Supplied passage |
..............................

Oh, another thing: you *can* do approximations, as long as you’re aware that you’re doing it. So, upon noticing that your world looks like QM, you can try to just do all your calculations with a QM world. That is, you say that your observations of QM *excludes* non-QM worlds from E, even though it’s not strictly true (it may be just a simulation, for example).

If your approximation was a bad one you’ll notice. AFAICT, *all* the discussions about probability are just such approximations. When you explain the solution to a balls-in-urns problem by saying “look, there are X possible outcomes, N red and P blue”, what you’re saying is “there are X possible universes; in N of them red and P blue”, then you proceed doing exactly the “integral” above, with each universe having equal measure. If the problem says the ball’s colors are monochromatic, of wavelength uniformly distributed in the spectrum, but the question uses human color words, you might end up with a measure based on the perceptual width of “colors” in wavelength terms.

..............................

Records provided |
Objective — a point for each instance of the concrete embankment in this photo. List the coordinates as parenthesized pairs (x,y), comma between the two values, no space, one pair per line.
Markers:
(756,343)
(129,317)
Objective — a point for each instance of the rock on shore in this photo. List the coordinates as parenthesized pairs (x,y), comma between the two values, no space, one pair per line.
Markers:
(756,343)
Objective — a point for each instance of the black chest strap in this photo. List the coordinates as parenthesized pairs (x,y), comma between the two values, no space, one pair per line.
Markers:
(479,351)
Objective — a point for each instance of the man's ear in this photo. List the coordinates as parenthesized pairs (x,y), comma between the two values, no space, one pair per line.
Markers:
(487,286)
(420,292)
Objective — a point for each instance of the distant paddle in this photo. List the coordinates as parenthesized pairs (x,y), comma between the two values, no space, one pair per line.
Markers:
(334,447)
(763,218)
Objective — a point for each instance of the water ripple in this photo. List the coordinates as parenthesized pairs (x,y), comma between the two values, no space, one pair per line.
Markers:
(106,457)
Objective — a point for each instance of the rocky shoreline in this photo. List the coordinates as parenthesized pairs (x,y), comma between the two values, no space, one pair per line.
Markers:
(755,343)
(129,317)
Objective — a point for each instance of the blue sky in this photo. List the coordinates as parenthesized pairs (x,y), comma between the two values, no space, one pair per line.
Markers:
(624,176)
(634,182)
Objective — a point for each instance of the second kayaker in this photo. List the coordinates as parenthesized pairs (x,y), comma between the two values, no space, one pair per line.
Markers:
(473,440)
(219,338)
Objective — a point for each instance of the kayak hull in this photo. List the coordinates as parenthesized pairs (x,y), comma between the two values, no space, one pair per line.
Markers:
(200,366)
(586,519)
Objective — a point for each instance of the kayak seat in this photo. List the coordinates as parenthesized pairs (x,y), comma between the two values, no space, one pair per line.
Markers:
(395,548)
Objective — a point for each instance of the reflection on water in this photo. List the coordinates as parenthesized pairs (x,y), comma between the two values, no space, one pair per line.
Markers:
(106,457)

..............................

Given task 1 | List every single capital letter that stands alone as a symbol in the comment on probability approximations.
Given task 2 | Count the lines of the records containing the string "water", where case matters. Reply with the number only.
The records are unrelated to the text.

Worked solution 1 |
E
X
N
P

Worked solution 2 | 2